- **WORK TO COMPLETE**: Return, word for word, the lines of the listing below from the line containing "the toilet tank." through the line containing "[229,9,262,67]", with both of those lines included.

* Begin DATASET CONTENT *

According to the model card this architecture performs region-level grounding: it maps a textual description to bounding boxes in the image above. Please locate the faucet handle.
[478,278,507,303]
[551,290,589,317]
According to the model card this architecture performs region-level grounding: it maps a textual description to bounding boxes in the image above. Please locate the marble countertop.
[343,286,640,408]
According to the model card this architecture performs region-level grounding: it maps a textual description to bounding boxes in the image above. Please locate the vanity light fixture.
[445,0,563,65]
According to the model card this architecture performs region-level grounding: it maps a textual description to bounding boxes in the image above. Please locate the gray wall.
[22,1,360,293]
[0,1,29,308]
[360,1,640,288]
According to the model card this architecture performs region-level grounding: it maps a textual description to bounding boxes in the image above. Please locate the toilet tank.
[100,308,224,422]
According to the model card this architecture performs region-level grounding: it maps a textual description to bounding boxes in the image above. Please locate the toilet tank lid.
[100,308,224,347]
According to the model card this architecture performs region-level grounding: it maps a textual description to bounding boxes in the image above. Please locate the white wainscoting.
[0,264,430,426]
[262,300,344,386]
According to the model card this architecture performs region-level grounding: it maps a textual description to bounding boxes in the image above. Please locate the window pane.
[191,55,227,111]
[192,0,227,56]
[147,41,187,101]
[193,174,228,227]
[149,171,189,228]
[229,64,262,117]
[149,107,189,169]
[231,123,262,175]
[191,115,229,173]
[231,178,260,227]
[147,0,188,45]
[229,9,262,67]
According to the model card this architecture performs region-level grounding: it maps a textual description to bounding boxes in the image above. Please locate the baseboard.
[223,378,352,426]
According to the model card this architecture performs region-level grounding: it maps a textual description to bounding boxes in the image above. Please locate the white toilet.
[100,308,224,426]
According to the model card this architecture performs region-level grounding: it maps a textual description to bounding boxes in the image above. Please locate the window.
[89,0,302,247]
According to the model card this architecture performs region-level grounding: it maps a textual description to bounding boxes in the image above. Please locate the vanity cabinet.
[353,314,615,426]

* End DATASET CONTENT *

- **OUTPUT FOR THIS TASK**:
According to the model card this architecture performs region-level grounding: it maps a textual description to bounding boxes in the image above. Please locate the toilet tank.
[100,308,224,422]
According to the model card this architecture performs region-level grounding: it maps a textual description to bounding boxes in the image above. Please locate the toilet tank lid.
[100,308,224,347]
According to the model card this architecture performs region-level grounding: it maps a textual description to bounding boxes in the image above. Please locate the white wainscoting.
[0,264,430,426]
[262,300,344,386]
According to the model card this architecture performs region-level grounding: it maps a textual description to bounding boxes in the image above. Please locate the window pane.
[191,55,227,111]
[192,0,227,56]
[147,41,187,101]
[193,174,228,227]
[149,171,189,228]
[229,64,262,117]
[149,107,189,169]
[231,123,262,175]
[191,115,229,173]
[231,178,260,227]
[147,0,188,45]
[229,9,262,67]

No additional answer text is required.